Aim of the exercise ▸ Copy each line of the records below that mentions the word "knit".

Records supplied ▸
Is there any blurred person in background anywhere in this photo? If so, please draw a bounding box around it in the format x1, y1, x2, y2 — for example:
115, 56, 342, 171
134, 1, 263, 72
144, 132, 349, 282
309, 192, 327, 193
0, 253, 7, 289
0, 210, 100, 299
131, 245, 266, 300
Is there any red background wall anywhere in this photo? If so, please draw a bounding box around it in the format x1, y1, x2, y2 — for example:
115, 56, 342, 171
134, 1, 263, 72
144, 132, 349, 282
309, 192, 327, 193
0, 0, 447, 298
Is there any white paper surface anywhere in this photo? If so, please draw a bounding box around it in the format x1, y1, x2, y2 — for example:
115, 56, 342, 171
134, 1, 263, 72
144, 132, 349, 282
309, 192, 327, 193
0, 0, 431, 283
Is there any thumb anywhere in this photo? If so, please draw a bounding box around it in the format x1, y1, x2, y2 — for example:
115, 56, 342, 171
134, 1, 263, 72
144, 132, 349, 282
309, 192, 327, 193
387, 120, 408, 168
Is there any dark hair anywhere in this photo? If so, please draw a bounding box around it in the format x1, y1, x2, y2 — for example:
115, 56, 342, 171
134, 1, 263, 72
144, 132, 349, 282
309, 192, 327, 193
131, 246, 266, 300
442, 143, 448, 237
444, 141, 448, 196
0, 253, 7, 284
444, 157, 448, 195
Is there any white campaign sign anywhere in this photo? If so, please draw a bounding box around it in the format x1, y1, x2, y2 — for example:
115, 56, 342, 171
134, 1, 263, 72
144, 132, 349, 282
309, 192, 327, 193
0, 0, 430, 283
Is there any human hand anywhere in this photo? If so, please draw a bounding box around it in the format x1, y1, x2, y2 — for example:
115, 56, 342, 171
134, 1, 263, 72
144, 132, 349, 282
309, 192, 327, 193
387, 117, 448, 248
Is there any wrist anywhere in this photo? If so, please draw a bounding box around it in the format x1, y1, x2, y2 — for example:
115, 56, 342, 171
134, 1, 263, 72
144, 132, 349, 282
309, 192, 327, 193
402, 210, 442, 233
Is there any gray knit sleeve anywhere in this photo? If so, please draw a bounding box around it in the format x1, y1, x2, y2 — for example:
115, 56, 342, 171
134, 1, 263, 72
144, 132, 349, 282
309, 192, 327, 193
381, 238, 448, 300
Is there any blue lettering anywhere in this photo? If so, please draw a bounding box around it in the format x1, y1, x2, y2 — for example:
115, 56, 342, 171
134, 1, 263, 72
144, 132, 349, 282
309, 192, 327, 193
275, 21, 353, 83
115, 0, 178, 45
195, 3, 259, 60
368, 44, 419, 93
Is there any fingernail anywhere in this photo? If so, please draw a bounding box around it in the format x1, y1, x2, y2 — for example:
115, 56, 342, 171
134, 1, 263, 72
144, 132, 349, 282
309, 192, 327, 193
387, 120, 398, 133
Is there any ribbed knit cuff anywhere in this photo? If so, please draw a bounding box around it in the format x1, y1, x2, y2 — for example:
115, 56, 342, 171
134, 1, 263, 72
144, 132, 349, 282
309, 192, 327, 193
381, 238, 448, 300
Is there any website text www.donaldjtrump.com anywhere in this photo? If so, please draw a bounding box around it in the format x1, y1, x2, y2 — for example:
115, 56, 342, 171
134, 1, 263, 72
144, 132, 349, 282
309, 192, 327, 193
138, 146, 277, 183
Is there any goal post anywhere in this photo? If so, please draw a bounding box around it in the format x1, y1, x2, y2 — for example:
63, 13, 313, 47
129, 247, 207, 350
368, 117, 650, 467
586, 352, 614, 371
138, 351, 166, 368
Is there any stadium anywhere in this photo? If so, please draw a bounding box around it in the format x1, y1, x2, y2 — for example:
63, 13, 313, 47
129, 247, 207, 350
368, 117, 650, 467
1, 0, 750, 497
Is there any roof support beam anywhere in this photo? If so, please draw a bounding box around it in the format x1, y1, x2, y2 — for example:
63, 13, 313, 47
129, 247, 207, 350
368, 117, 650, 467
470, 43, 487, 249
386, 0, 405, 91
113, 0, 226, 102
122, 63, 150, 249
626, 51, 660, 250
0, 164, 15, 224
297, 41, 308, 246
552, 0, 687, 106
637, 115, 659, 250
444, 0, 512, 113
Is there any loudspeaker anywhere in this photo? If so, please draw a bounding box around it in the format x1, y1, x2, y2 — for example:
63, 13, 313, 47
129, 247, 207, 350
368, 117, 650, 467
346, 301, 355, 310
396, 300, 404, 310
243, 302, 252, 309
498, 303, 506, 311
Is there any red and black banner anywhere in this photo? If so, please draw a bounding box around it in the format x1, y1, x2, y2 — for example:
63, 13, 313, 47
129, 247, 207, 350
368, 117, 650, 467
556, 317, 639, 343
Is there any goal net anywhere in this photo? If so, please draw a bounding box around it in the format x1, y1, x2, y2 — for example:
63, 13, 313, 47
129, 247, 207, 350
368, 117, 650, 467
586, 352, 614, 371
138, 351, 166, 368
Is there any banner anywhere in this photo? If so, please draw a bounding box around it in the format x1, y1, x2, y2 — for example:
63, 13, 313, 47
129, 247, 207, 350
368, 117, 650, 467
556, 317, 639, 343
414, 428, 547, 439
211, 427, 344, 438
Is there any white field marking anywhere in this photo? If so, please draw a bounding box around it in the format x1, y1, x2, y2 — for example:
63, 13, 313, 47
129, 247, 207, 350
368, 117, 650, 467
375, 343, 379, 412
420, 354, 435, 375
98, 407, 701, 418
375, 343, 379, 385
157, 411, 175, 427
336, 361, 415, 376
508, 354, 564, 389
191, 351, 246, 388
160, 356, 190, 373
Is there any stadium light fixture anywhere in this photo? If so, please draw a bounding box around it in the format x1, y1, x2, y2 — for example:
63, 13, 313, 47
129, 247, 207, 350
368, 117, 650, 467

Final answer ▸
Is there any gray knit sleeve anywhere in this photo? If so, please draw a bounding box around it in the format x1, y1, x2, y2 — for example:
Is there any ribbed knit cuff anywhere in this photo? If so, please draw a bounding box around it in the format x1, y1, x2, y2 — for example:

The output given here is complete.